■ **WHAT IS REQUIRED**:
Copy out the records, starting at the line that has "Task: localize bird's tail." and stopping after the line that has "[439,261,508,366]", with the requests kept in. In the answers, scale every bounding-box coordinate by 2.3 and round it to a whole number, rounding halves up.

══ DATA ══

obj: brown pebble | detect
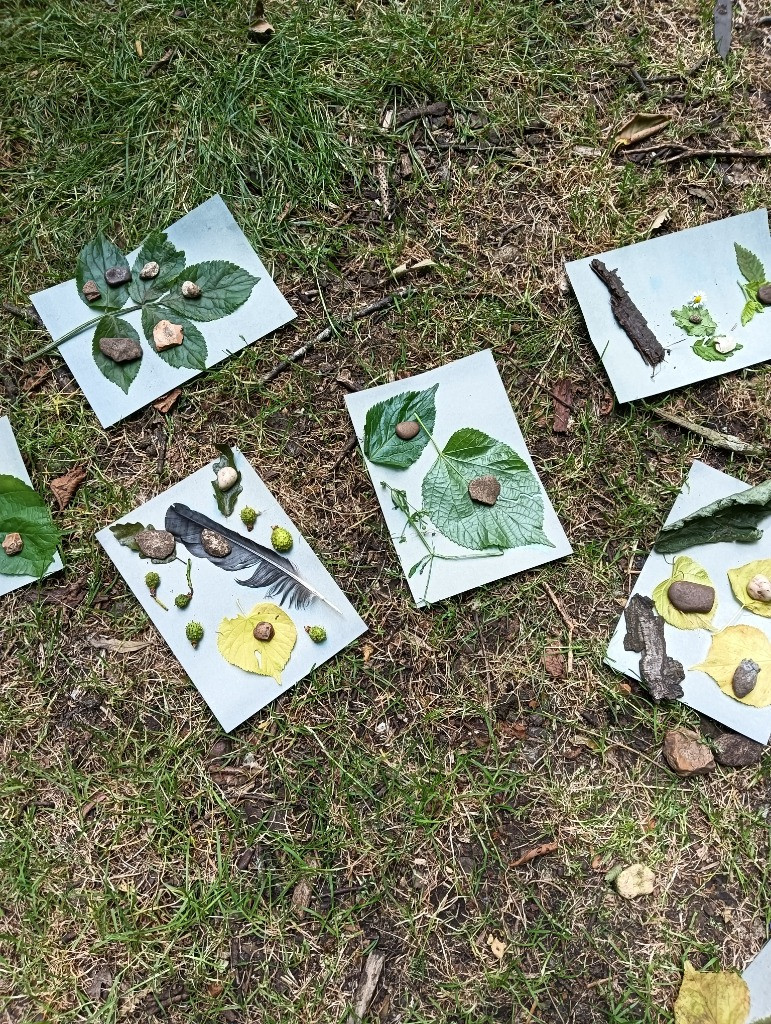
[395,420,420,441]
[104,266,131,288]
[153,321,182,352]
[99,338,142,362]
[469,476,501,506]
[201,529,232,558]
[252,623,275,643]
[667,580,715,614]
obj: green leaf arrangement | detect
[0,474,59,579]
[25,230,259,394]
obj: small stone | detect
[395,420,420,441]
[715,732,766,768]
[252,623,275,643]
[667,580,715,614]
[83,281,101,302]
[104,266,131,288]
[731,657,761,697]
[134,528,176,558]
[663,729,715,778]
[153,321,182,352]
[182,281,201,299]
[2,534,25,558]
[469,476,501,505]
[139,259,161,281]
[217,466,239,490]
[99,338,142,362]
[201,529,232,558]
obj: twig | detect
[651,409,763,456]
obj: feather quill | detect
[165,503,342,614]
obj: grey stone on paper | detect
[31,196,295,427]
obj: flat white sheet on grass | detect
[0,416,62,597]
[565,210,771,401]
[345,351,572,605]
[31,196,295,427]
[605,462,771,743]
[96,449,367,731]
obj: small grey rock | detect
[731,657,761,697]
[469,476,501,506]
[134,528,177,559]
[201,529,232,558]
[99,338,142,362]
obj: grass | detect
[0,0,771,1024]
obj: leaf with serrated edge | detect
[217,601,297,686]
[690,626,771,708]
[164,260,260,322]
[75,231,128,311]
[91,316,142,394]
[423,427,554,551]
[650,555,718,630]
[365,384,439,469]
[128,231,184,302]
[0,473,59,579]
[675,961,749,1024]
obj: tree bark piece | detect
[590,259,667,367]
[624,594,685,701]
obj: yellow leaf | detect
[728,558,771,618]
[217,601,297,686]
[675,961,749,1024]
[651,555,718,630]
[691,626,771,708]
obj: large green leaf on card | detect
[75,231,128,309]
[365,384,439,469]
[0,474,59,578]
[129,231,184,302]
[91,316,142,394]
[142,305,208,370]
[164,260,260,322]
[423,427,554,551]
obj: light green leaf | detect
[423,427,554,551]
[733,242,766,281]
[365,384,439,469]
[650,555,718,630]
[91,316,142,394]
[164,260,260,322]
[75,231,128,309]
[0,474,59,579]
[142,305,208,370]
[128,231,184,303]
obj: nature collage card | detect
[565,210,771,401]
[346,351,571,605]
[0,416,61,597]
[97,446,367,731]
[31,196,295,427]
[605,462,771,743]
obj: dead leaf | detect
[50,466,86,512]
[611,114,672,153]
[153,387,182,413]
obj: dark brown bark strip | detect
[590,259,667,367]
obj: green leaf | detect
[0,474,59,579]
[91,315,142,394]
[164,260,260,322]
[142,305,208,370]
[423,427,554,551]
[365,384,439,469]
[653,480,771,555]
[75,231,128,309]
[128,231,184,303]
[212,444,244,517]
[733,242,766,281]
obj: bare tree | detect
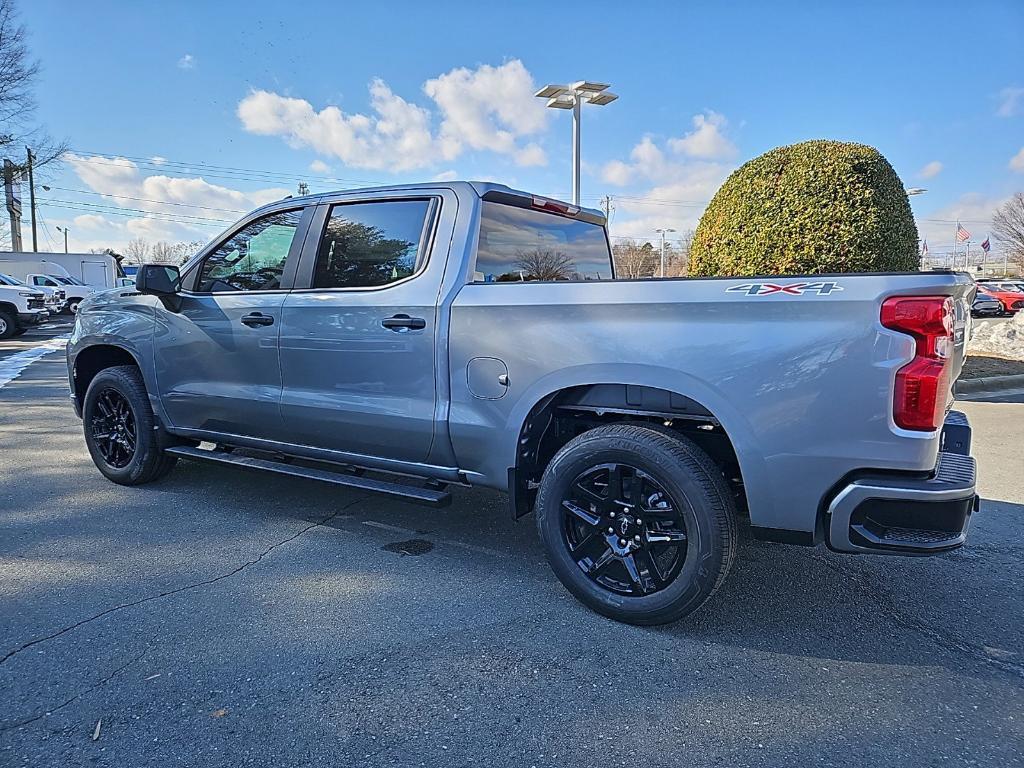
[611,240,660,280]
[992,193,1024,273]
[148,240,205,265]
[173,240,206,264]
[0,0,67,246]
[150,240,178,264]
[125,238,150,264]
[512,248,577,280]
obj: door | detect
[281,196,446,462]
[154,208,313,440]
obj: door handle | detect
[381,314,427,331]
[242,312,273,328]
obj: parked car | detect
[971,291,1002,317]
[978,283,1024,314]
[68,182,977,624]
[27,273,99,314]
[0,272,68,314]
[0,274,49,339]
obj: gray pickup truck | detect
[68,182,977,624]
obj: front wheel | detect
[0,309,17,339]
[82,366,176,485]
[537,424,736,625]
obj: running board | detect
[164,445,452,507]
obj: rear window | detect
[473,201,612,283]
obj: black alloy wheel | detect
[562,463,687,596]
[89,387,137,469]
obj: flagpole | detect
[952,221,959,272]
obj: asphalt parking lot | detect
[0,326,1024,767]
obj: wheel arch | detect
[506,366,771,519]
[71,344,145,403]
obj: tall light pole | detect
[654,227,676,278]
[534,80,618,206]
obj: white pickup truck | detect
[0,274,49,339]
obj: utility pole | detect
[3,158,22,252]
[654,228,676,278]
[25,146,39,253]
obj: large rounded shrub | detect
[690,141,919,276]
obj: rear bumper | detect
[825,411,978,555]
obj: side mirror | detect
[135,264,181,298]
[135,264,181,312]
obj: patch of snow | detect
[967,311,1024,360]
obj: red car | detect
[978,283,1024,314]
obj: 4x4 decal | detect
[725,282,843,296]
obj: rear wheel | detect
[0,309,17,339]
[82,366,176,485]
[537,424,736,625]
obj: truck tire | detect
[0,309,17,339]
[537,424,736,625]
[82,366,177,485]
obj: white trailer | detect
[0,251,124,289]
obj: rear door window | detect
[473,201,612,283]
[312,200,436,289]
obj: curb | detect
[953,374,1024,394]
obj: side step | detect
[164,445,452,507]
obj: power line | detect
[41,186,248,218]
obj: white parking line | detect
[0,336,68,389]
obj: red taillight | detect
[882,296,953,432]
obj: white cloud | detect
[601,160,633,186]
[995,85,1024,118]
[238,80,438,171]
[669,110,736,160]
[918,160,942,178]
[515,143,548,166]
[1010,146,1024,173]
[238,59,547,172]
[423,59,547,165]
[58,154,289,248]
[72,213,112,229]
[913,193,1008,258]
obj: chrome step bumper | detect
[826,412,978,555]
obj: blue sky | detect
[20,0,1024,259]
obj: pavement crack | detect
[813,554,1024,678]
[0,496,366,665]
[0,648,150,733]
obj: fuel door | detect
[466,357,509,400]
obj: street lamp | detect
[57,226,68,253]
[534,80,618,206]
[654,227,676,278]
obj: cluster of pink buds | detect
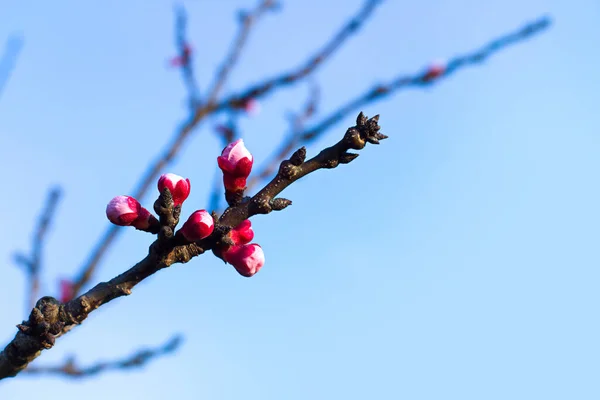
[222,219,265,277]
[423,61,446,82]
[217,139,254,196]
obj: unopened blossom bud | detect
[423,61,446,81]
[229,219,254,245]
[217,139,254,178]
[177,210,215,242]
[59,279,75,303]
[158,174,191,206]
[243,98,260,117]
[223,243,265,277]
[106,196,158,231]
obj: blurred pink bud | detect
[106,196,156,230]
[223,243,265,277]
[423,61,446,81]
[229,219,254,245]
[217,139,254,178]
[177,210,215,242]
[59,279,75,303]
[158,174,191,206]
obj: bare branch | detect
[248,17,550,187]
[24,335,182,378]
[0,113,387,379]
[14,186,61,309]
[175,6,200,109]
[0,35,24,101]
[206,0,278,104]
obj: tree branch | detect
[24,335,182,378]
[216,0,382,111]
[67,0,381,293]
[0,113,387,379]
[206,0,278,104]
[14,186,61,309]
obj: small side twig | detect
[215,0,382,111]
[24,335,182,378]
[206,0,278,104]
[14,186,61,309]
[248,17,550,192]
[0,113,387,380]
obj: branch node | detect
[290,146,306,167]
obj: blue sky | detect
[0,0,600,400]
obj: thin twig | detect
[14,186,61,309]
[24,335,182,378]
[73,0,381,293]
[0,113,387,379]
[211,0,382,111]
[248,17,550,191]
[206,0,277,104]
[175,6,200,110]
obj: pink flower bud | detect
[59,279,75,303]
[423,61,446,81]
[158,174,191,206]
[106,196,158,231]
[217,139,254,178]
[243,98,260,117]
[177,210,215,242]
[229,219,254,245]
[223,243,265,277]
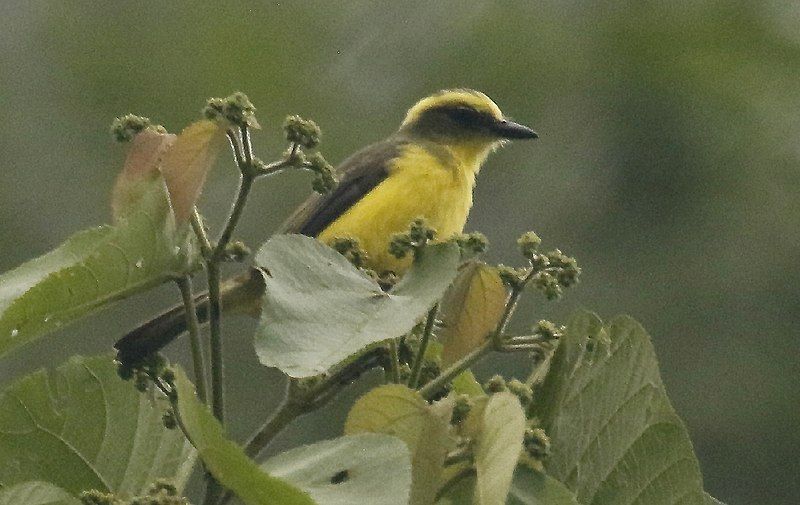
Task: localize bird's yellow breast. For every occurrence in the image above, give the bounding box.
[319,144,488,273]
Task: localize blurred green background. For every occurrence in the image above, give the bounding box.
[0,0,800,505]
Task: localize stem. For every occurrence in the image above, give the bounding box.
[389,339,400,384]
[408,304,439,389]
[175,275,207,403]
[206,258,225,424]
[211,173,255,262]
[190,207,213,258]
[244,378,306,458]
[419,340,494,400]
[419,278,534,400]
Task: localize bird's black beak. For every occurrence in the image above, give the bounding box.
[492,119,539,139]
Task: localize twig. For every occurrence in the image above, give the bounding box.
[175,275,207,403]
[408,304,439,389]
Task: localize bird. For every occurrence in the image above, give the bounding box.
[115,89,538,361]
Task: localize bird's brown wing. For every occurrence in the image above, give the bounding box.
[278,138,405,237]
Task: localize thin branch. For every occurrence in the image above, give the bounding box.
[389,339,400,384]
[175,275,208,403]
[408,304,439,389]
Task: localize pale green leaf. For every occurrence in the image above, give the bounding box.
[175,368,315,505]
[255,235,459,377]
[111,128,176,223]
[506,465,579,505]
[0,178,197,355]
[470,391,525,505]
[438,261,508,366]
[0,481,81,505]
[535,312,705,505]
[344,384,453,505]
[0,356,194,495]
[161,119,225,223]
[436,465,580,505]
[261,433,411,505]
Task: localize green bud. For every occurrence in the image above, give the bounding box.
[330,237,367,268]
[506,379,533,408]
[133,370,150,393]
[161,368,175,385]
[111,114,151,142]
[79,489,121,505]
[389,233,414,259]
[283,116,321,149]
[531,272,563,300]
[533,319,564,341]
[203,91,261,128]
[147,479,178,496]
[304,153,337,194]
[161,409,178,430]
[497,265,522,289]
[408,218,436,247]
[517,231,542,259]
[450,394,473,425]
[522,428,550,461]
[483,375,507,393]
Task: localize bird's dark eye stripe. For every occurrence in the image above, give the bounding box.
[438,105,495,126]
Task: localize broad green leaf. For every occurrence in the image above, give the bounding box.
[261,433,411,505]
[0,174,197,356]
[470,391,525,505]
[161,119,225,223]
[255,235,459,377]
[506,465,579,505]
[0,481,81,505]
[175,368,315,505]
[344,384,453,505]
[0,356,194,495]
[534,312,706,505]
[438,261,508,366]
[436,465,580,505]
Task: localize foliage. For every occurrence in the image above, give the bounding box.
[0,93,718,505]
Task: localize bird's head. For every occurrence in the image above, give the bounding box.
[400,89,537,149]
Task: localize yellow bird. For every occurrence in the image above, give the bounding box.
[116,89,537,356]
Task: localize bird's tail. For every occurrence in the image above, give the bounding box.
[114,269,264,364]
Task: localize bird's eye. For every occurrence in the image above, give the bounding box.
[448,107,478,124]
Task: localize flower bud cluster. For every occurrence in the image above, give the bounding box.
[203,91,261,128]
[389,218,436,259]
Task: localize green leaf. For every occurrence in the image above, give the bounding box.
[255,235,459,377]
[261,433,411,505]
[705,493,725,505]
[175,368,315,505]
[534,312,706,505]
[436,465,580,505]
[468,391,525,505]
[438,261,508,366]
[506,465,579,505]
[344,384,454,505]
[0,481,81,505]
[161,119,225,223]
[0,356,194,495]
[0,174,197,356]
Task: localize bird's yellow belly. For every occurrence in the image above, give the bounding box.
[319,147,475,273]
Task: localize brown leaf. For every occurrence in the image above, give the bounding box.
[439,261,508,366]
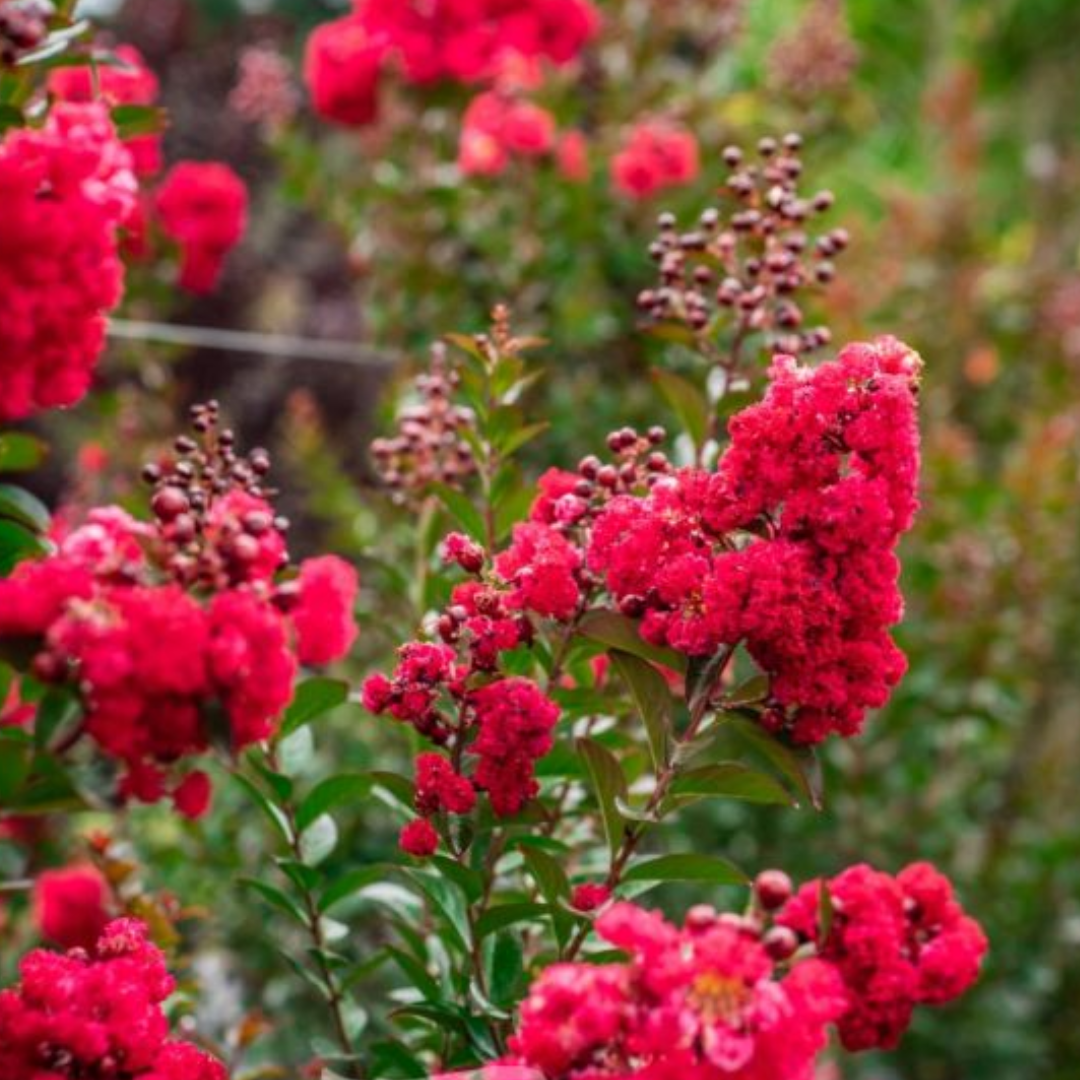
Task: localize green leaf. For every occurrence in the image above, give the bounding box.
[0,751,86,814]
[431,855,484,904]
[651,368,708,447]
[296,773,374,833]
[387,945,442,1001]
[33,687,82,750]
[521,848,570,904]
[578,609,686,672]
[112,105,168,138]
[818,878,836,951]
[0,104,26,134]
[276,727,315,777]
[487,933,525,1009]
[686,646,731,715]
[724,716,823,810]
[404,870,472,953]
[496,421,551,457]
[664,761,795,812]
[0,728,33,808]
[0,434,49,472]
[278,675,349,739]
[300,813,338,866]
[240,877,308,927]
[0,484,51,534]
[0,519,49,577]
[622,852,748,885]
[232,772,293,843]
[319,864,390,912]
[432,484,487,543]
[610,649,675,771]
[578,739,626,858]
[476,902,552,939]
[724,675,769,708]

═══

■ **WRITTEN RESPONSE**:
Task: localize bird's tail. For every occurrence in the image above, give the bounding box.
[262,619,607,837]
Task: localize bird's eye. For every occurrence in the image above, give the bounding box.
[1030,246,1099,285]
Task: localize flower bud cluster. For every occurrence in the image above, give the bounding box.
[467,209,600,294]
[895,501,1003,596]
Task: localize green leaf. For every occurrence in the image above, give the bounding box.
[587,541,1056,867]
[600,996,945,1162]
[1622,1134,1668,1162]
[403,846,725,1162]
[1228,718,1624,1162]
[1003,1070,1334,1162]
[1076,899,1208,1162]
[1007,600,1168,842]
[1164,1070,1332,1162]
[791,883,1044,1162]
[0,1106,186,1162]
[370,274,518,513]
[0,819,446,1139]
[0,400,453,819]
Task: localize bird's yellow belly. For every occurrence in the image above, give the bounding box.
[734,338,1093,628]
Task: localize brown leaf. For every occurrence in the image above, give the bounding box.
[1010,600,1168,842]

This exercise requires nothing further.